**RAW DATA:**
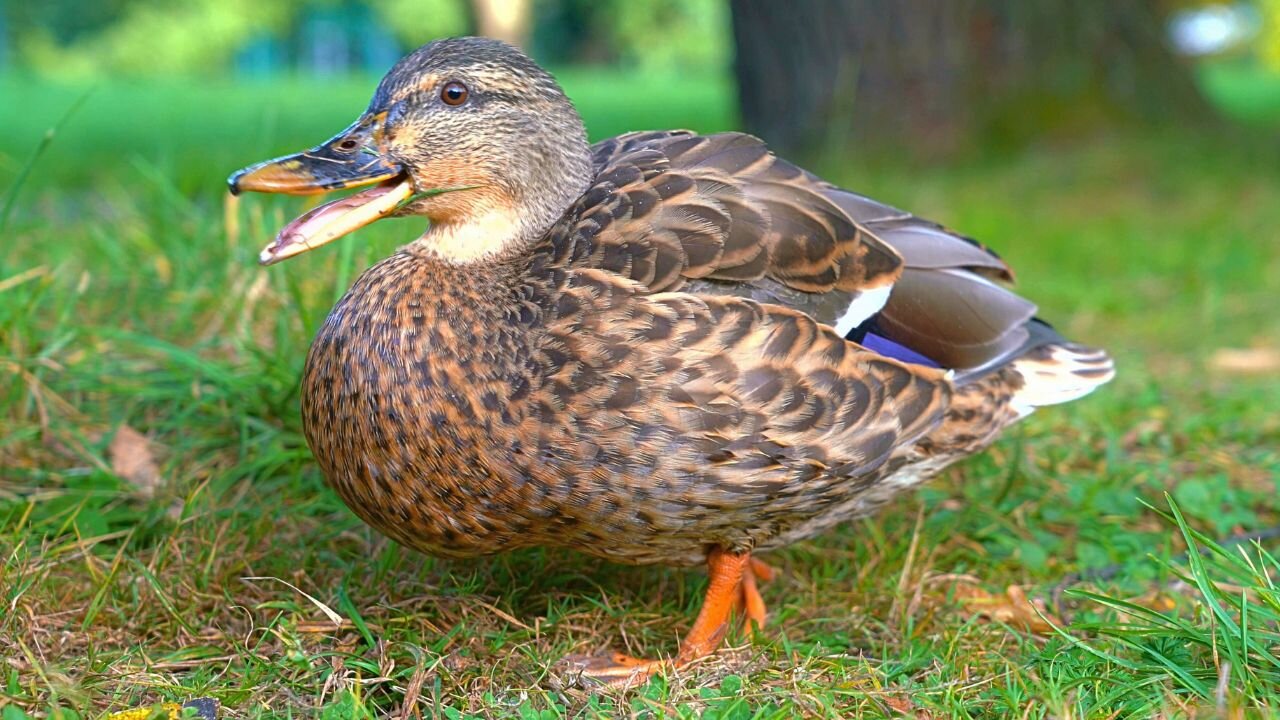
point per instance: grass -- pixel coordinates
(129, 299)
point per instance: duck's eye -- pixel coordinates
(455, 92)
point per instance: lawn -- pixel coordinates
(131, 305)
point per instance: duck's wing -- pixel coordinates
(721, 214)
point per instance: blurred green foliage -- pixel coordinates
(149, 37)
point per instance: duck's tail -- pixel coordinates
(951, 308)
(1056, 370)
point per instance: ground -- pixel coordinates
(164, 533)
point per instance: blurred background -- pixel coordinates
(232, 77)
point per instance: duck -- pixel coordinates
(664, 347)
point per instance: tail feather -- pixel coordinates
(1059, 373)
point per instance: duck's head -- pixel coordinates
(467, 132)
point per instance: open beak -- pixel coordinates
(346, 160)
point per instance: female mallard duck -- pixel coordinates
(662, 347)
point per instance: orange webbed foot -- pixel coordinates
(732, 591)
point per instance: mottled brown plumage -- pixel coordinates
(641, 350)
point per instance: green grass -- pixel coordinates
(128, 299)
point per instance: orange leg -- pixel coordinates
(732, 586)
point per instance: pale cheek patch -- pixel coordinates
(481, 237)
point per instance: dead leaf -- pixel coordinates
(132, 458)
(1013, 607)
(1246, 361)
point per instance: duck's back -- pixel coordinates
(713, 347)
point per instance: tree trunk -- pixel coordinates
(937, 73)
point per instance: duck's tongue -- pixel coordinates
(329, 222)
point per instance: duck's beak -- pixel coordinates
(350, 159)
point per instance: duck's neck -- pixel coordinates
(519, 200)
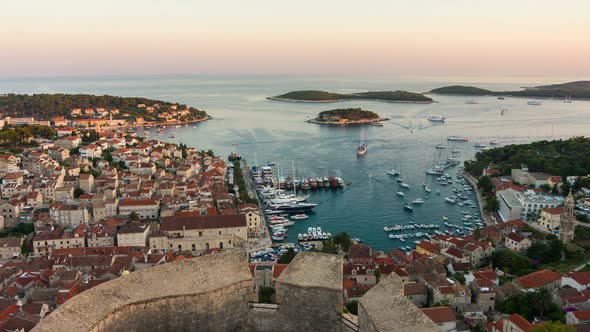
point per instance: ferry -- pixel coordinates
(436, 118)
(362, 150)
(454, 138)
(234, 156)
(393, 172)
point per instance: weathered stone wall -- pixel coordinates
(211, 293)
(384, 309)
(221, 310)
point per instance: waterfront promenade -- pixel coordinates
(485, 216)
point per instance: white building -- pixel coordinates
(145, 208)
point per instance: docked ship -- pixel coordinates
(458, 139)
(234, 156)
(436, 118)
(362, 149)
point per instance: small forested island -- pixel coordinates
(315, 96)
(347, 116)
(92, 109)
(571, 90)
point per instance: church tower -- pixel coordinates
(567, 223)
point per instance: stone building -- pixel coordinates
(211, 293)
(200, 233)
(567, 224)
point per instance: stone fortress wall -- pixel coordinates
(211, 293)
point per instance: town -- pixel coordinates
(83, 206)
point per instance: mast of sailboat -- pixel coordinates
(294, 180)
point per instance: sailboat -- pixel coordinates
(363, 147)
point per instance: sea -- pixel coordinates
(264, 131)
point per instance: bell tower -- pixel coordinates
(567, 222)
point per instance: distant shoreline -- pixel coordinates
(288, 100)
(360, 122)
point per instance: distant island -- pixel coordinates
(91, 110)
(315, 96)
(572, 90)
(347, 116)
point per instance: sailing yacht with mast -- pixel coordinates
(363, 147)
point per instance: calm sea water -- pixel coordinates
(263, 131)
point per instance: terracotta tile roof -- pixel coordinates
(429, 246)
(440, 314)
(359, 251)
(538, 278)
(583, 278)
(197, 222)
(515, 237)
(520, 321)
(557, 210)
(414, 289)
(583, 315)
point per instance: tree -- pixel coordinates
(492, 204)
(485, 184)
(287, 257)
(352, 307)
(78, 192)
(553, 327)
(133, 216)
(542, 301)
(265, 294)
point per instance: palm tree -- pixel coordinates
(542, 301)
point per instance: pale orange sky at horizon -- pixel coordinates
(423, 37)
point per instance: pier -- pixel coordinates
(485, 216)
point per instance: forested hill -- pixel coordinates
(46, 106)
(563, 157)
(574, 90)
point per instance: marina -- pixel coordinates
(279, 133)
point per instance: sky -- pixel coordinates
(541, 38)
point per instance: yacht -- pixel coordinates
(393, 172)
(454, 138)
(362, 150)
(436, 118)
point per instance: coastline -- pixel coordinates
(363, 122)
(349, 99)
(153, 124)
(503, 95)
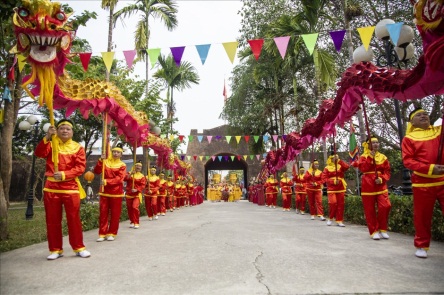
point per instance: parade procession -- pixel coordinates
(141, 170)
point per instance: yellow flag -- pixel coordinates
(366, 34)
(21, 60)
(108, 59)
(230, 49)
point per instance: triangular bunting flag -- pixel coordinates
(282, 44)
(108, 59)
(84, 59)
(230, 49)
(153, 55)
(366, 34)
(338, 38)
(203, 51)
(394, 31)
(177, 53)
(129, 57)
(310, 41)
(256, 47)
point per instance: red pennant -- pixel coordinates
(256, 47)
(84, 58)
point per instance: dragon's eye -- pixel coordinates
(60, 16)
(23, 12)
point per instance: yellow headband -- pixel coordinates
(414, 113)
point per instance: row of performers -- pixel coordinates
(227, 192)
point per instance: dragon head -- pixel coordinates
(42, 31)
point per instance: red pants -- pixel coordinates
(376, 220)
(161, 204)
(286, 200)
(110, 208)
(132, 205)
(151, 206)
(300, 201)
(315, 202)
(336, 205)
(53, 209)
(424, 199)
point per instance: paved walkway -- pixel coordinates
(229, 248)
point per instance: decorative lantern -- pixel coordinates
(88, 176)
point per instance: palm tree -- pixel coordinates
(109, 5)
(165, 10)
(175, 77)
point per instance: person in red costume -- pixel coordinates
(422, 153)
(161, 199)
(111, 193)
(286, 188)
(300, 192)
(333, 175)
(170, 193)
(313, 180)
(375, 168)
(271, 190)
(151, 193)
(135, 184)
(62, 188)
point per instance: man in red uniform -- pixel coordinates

**WORK ORDER:**
Retype all the entries word for word; the pictures stay out.

**EXPECTED OUTPUT:**
point per instance: grass -- pixel coordinates
(129, 299)
point per instance: duck's eye -- pixel coordinates
(455, 92)
point per instance: lawn -- pixel coordinates
(131, 305)
point per instance: duck's wing -- pixel coordinates
(721, 214)
point per instance: blurred green foliage -- pixel coordinates
(149, 37)
point per instance: duck's tail -- pixel coordinates
(951, 308)
(1056, 370)
point per instance: ground -- pixel coordinates
(164, 533)
point per instance: blurred background -- pixel coordinates
(232, 77)
point per instance: duck -- pixel coordinates
(664, 347)
point per instance: tail feather -- pixel coordinates
(1059, 373)
point per instance: duck's head -- pixel coordinates
(467, 132)
point per instance: open beak -- pixel coordinates
(346, 160)
point per instance: female mallard duck -- pixel coordinates
(662, 347)
point per instance: orange webbed foot -- pixel coordinates
(732, 591)
point per instance: mottled brown plumage -- pixel coordinates
(641, 350)
point per instance: green grass -- pixel coordinates
(128, 299)
point per instance: orange leg -- pixel coordinates
(732, 586)
point per instance: pale cheek patch -- pixel coordinates
(481, 237)
point per instance: dead leaf -- pixel coordinates
(132, 458)
(1013, 607)
(1246, 361)
point per instance: duck's back -- pixel coordinates
(713, 347)
point per instance: tree trunk -- pixel coordinates
(937, 73)
point per instance: duck's tongue -- pixel coordinates
(329, 222)
point per instance: duck's beak -- pixel coordinates
(350, 159)
point per instance: duck's neck -- pixel coordinates
(519, 200)
point per instance: ferry -- pixel coordinates
(436, 118)
(362, 150)
(454, 138)
(234, 156)
(393, 172)
point per instance: weathered stone wall -- pixel coordinates
(211, 293)
(384, 309)
(221, 310)
point per instance: waterfront promenade -- pixel coordinates
(485, 216)
point per instance: white building -- pixel coordinates
(145, 208)
point per instance: docked ship -- pixel coordinates
(458, 139)
(234, 156)
(436, 118)
(362, 149)
point per instance: small forested island -- pixel coordinates
(315, 96)
(347, 116)
(92, 109)
(571, 90)
point per instance: church tower -- pixel coordinates
(567, 223)
point per instance: stone building -- pixel coordinates
(211, 293)
(200, 233)
(567, 224)
point per instance: stone fortress wall -- pixel coordinates
(211, 293)
point per instance: town -- pixel coordinates
(83, 206)
point per instance: mast of sailboat -- pixel coordinates
(294, 180)
point per instance: sailboat -- pixel coordinates
(363, 147)
point per instance: sea -- pixel coordinates
(264, 131)
point per instance: bell tower -- pixel coordinates
(567, 222)
point per instance: distant shoreline -- pixel coordinates
(288, 100)
(360, 122)
point per instance: distant island -- pixel coordinates
(91, 110)
(315, 96)
(572, 90)
(347, 116)
point per instance: sailing yacht with mast -- pixel coordinates
(363, 147)
point per instance: calm sea water -- pixel coordinates
(263, 131)
point per instance: terracotta tile roof -- pixel coordinates
(429, 246)
(440, 314)
(359, 251)
(538, 278)
(583, 278)
(197, 222)
(515, 237)
(520, 321)
(557, 210)
(414, 289)
(583, 315)
point per instance: tree -- pixel coordinates
(492, 204)
(485, 184)
(287, 257)
(352, 307)
(78, 192)
(553, 327)
(133, 216)
(542, 301)
(265, 294)
point per instance: palm tree -- pixel coordinates
(542, 301)
point per instance: pale orange sky at horizon -- pixel coordinates
(423, 37)
point per instance: pier -- pixel coordinates
(485, 216)
point per instance: forested hill -- pixel coordinates
(46, 106)
(563, 157)
(574, 90)
point per instance: marina -- pixel coordinates
(279, 133)
point per instance: sky -- pixel coordinates
(541, 38)
point per instance: yacht -- pixel coordinates
(393, 172)
(454, 138)
(362, 150)
(436, 118)
point per instance: coastline -- pixel coordinates
(363, 122)
(349, 99)
(153, 124)
(503, 95)
point per instance: parade procession -- pixel coordinates
(141, 170)
point per instance: yellow flag -- pixel coordinates
(366, 34)
(21, 60)
(108, 59)
(230, 49)
point per instance: triangular bunting flag -- pixel coordinates
(282, 44)
(108, 59)
(84, 59)
(230, 49)
(153, 55)
(366, 34)
(338, 38)
(203, 51)
(394, 31)
(177, 53)
(129, 57)
(310, 41)
(256, 47)
point per instance: red pennant -- pixel coordinates
(256, 47)
(84, 58)
point per instance: dragon's eye -- pixel coordinates
(60, 16)
(23, 12)
point per instance: yellow headband -- pixel coordinates
(414, 113)
point per instance: row of performers -- pixel coordinates
(227, 192)
point per instance: dragon head -- pixel coordinates
(42, 31)
point per instance: red pants -- pixel coordinates
(376, 220)
(161, 204)
(286, 200)
(110, 208)
(132, 205)
(151, 206)
(300, 201)
(315, 202)
(336, 205)
(53, 209)
(424, 199)
point per instance: paved walkway -- pixel coordinates
(229, 248)
point per instance: decorative lantern -- pixel coordinates
(88, 176)
point per instance: palm tree -- pixel coordinates
(109, 5)
(165, 10)
(175, 77)
point per instance: person in red costume -- pixel coordinates
(422, 153)
(161, 199)
(111, 193)
(286, 188)
(300, 192)
(333, 175)
(170, 193)
(313, 180)
(375, 168)
(271, 190)
(151, 193)
(135, 184)
(62, 188)
point per instance: man in red uniform -- pixel coordinates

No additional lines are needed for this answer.